ACTIVIDAD A:
Según el fragmento sobre Eulogio, ¿en qué territorios vivió durante un tiempo tras no poder entrar en el país galo? Nómbralos todos.
ACTIVIDAD B:
En el fragmento sobre Eulogio, ¿qué obra redactó él mientras estaba en la cárcel?
ACTIVIDAD C:
Prosigue el fragmento sobre Eulogio a partir de la frase con la que termina.

== FRAGMENTO DEL DOCUMENTO

Siendo sacerdote, era un predicador excelente. Su anhelo fue agradar a
Dios y se ejercitaba en el amor viviendo una rigurosa vida ascética.
Confidenció a sus íntimos: «Tengo miedo a mis malas obras. Mis pecados
me atormentan. Veo su monstruosidad. Medito frecuentemente en el juicio
que me espera, y me siento merecedor de fuertes castigos. Apenas me
atrevo a mirar el cielo, abrumado por el peso de mi conciencia». Este
sentimiento de indignidad que acompaña a los santos, le instaba a
emprender un camino de peregrinación para expiación de sus culpas. Roma
era su objetivo, pero su idea de llegar a pie era casi un imposible. De
modo que pospuso este proyecto.
Hombre de vasta cultura, inquieto como las personas inteligentes que
no pasan por la vida ajenas a las raíces de la historia, después de ver
frustrados sus intentos de penetrar en el país galo que estaba sumido en
guerras, y donde se trasladaba con la idea de averiguar el paradero de
dos de sus hermanos, vivió durante un tiempo en Navarra, en Aragón y en
Toledo. En Leire tuvo ocasión de conocer la Vida de Mahoma así como
clásicos de la literatura griega y latina, y otras obras relevantes
entre las que se incluía La ciudad de Dios de san Agustín. Y después de
contribuir a acrecentar el patrimonio espiritual de los monasterios
sembrados por el Pirinieo, cuando ya había hecho acopio de una
importante formación intelectual, regresó a Córdoba llevando con él un
importante legado bibliográfico que nutriría los centros académicos de
la capital. Poco a poco fue naciendo una especie de círculo en torno a
él integrado por sacerdotes y religiosos.
Pero en el año 850 los cristianos cordobeses quedaron estremecidos
ante la cruenta persecución que se desató contra ellos. Muchos regaron
con su sangre el amor que profesaban a Cristo, negándose a abjurar de su
fe y a colocar en el centro de sus vidas a Mahoma. Eulogio fue
apresado; junto a él se hallaba el prelado Saulo. El artífice de su
detención fue otro obispo, Recaredo, que junto a un grupo de clérigos se
puso de parte de los musulmanes. En la cárcel Eulogio redactó su obra
«Memorial de los mártires». A finales del año 851 fue liberado. Con
Muhammad I, sucesor de Abderramán, la situación de los cristianos se
hizo aún más insostenible. Y el santo no estaba seguro en ningún lugar.

====
== DATOS DEL EJERCICIO

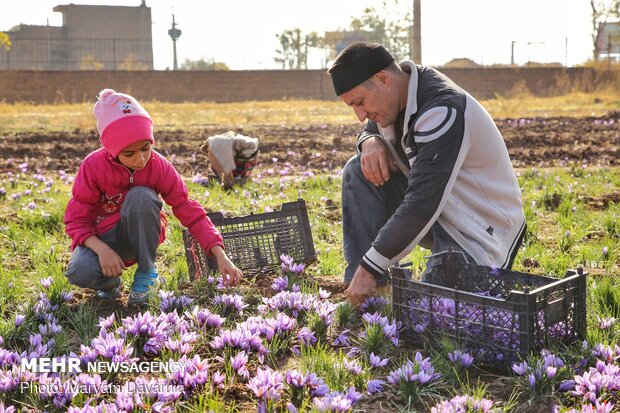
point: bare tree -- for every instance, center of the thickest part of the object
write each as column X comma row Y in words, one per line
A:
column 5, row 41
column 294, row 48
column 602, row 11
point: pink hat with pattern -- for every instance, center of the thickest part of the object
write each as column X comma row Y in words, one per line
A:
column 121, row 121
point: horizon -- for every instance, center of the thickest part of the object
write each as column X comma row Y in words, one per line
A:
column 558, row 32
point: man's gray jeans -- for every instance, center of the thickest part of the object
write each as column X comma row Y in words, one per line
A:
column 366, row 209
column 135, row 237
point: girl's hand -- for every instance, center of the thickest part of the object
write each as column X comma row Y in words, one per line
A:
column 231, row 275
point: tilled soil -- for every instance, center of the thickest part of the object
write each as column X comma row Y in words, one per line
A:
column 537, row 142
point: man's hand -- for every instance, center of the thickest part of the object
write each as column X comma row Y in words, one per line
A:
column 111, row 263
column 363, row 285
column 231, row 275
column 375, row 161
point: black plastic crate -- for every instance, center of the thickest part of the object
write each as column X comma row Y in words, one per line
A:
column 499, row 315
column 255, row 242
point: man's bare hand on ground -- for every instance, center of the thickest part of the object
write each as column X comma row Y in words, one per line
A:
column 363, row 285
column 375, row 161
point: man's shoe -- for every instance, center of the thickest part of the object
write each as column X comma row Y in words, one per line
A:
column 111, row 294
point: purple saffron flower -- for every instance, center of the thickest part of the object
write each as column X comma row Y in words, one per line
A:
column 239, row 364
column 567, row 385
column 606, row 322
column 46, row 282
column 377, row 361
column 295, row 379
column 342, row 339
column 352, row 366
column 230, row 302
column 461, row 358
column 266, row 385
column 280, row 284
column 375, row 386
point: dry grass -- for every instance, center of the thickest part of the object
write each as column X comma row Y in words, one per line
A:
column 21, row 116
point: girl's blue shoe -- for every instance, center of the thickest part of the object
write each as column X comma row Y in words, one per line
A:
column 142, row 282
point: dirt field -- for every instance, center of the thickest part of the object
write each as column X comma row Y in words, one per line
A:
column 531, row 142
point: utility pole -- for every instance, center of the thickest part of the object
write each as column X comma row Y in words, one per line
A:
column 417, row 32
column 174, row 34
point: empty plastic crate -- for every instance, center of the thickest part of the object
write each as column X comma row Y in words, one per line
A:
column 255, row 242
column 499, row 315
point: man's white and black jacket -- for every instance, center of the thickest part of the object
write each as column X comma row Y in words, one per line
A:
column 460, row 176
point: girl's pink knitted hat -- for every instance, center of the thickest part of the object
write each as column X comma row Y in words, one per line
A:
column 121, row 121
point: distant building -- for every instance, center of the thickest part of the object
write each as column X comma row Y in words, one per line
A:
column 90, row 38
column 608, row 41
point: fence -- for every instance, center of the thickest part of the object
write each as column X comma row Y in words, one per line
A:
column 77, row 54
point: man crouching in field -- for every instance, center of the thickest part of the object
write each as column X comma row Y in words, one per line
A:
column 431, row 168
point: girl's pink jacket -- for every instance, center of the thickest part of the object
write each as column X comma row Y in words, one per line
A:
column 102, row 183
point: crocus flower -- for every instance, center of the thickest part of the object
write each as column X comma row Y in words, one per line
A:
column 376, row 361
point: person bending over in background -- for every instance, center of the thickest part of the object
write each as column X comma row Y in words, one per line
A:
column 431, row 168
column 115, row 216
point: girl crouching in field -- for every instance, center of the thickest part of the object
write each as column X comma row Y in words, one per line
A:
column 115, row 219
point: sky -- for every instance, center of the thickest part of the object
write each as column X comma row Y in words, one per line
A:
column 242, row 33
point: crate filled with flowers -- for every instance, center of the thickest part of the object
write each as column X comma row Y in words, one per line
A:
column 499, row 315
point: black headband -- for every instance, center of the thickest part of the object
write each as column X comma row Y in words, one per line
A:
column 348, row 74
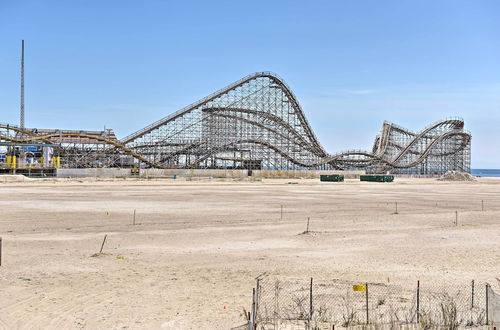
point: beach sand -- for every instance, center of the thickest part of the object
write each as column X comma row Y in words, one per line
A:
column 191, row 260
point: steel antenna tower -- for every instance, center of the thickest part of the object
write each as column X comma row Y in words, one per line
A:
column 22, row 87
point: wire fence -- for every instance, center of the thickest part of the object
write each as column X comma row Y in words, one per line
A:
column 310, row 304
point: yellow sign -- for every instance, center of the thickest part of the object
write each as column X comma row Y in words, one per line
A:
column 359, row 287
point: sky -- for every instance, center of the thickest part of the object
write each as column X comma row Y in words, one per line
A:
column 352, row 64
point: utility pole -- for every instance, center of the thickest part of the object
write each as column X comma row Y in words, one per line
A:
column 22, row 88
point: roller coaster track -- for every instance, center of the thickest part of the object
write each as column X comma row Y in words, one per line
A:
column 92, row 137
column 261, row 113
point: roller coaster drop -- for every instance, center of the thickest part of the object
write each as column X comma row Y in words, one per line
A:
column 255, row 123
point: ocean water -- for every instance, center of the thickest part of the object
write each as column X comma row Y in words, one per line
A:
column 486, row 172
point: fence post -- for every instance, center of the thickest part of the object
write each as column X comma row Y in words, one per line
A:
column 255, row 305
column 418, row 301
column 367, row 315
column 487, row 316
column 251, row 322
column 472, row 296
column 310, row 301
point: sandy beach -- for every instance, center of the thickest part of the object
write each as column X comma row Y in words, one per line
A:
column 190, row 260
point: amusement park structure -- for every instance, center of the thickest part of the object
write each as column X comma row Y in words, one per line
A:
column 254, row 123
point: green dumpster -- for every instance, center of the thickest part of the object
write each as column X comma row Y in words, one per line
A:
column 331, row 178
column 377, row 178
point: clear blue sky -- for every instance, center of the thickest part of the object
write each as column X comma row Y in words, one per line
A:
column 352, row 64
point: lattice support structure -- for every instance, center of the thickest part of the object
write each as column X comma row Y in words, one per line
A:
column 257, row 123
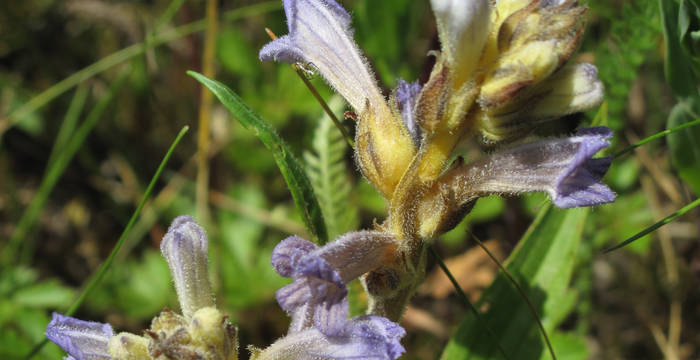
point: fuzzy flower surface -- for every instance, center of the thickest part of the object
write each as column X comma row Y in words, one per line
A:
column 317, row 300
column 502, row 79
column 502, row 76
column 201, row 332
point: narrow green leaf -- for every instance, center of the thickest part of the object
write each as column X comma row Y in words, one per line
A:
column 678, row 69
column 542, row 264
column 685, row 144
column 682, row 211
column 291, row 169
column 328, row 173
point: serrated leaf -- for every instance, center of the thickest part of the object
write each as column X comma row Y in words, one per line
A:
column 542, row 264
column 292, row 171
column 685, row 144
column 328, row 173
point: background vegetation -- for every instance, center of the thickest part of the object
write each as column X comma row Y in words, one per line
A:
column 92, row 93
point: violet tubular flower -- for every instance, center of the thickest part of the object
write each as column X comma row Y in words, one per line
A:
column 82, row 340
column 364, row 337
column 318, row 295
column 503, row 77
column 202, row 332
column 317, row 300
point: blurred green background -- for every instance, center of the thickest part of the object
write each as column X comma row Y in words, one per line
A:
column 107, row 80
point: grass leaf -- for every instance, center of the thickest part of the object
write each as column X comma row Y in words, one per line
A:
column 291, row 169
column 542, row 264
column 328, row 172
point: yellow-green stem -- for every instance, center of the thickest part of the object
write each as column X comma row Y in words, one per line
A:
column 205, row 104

====

RESULTADO DEL EJERCICIO A:
Navarra, Aragón y Toledo.

RESULTADO DEL EJERCICIO B:
El «Memorial de los mártires».

RESULTADO DEL EJERCICIO C:
De modo que durante un tiempo fue de un lado a otro para proteger su
vida.
El año 858 fue elegido arzobispo de Toledo, pero su glorioso martirio
estaba próximo. La joven Lucrecia, hija de mahometanos, anhelaba ser
católica. Como la obligaban a ser musulmana, ayudada por Eulogio huyó de
su casa y se refugió en la de unos católicos. Apresados ambos el año
859, fueron condenados a muerte. La notoriedad pública de Eulogio era
altísima. Los ojos de los fieles estaban clavados en él. De modo que si
los captores lograban que abjurase de la fe, el éxito estaba más que
asegurado; muchos seguirían sus pasos. No lograron sus propósitos, a
pesar de que astutamente le propusieron simular su retractación. Solo
tenía que hacer creer a todos que abandonaba su fe, pero después podía
actuar a conveniencia. Naturalmente, el santo respondió con el evangelio
en la mano, renovando los pilares esenciales de su vida ante el emir
que presidía el tribunal.
Uno de los fiscales que juzgaba su caso y el de Lucrecia montó en
cólera: «Que el pueblo ignorante se deje matar por proclamar su fe, lo
comprendemos. Pero tú, el más sabio y apreciado de todos los cristianos
de la ciudad, no debes ir así a la muerte. Te aconsejo que te retractes
de tu religión, y así salvarás tu vida». La pena capital era por
decapitación. Pero Eulogio no se inmutó. Respondió: «Ah, si supieses los
inmensos premios que nos esperan a los que proclamamos nuestra fe en
Cristo, no solo no me dirías que debo dejar mi religión, sino que tu
dejarías a Mahoma y empezarías a creer en Jesús. Yo proclamo aquí
solemnemente que hasta el último momento quiero ser amador y adorador de
Nuestro Señor Jesucristo», palabras que coronó derramando su sangre
junto a la de Lucrecia el 11 de marzo del año 859.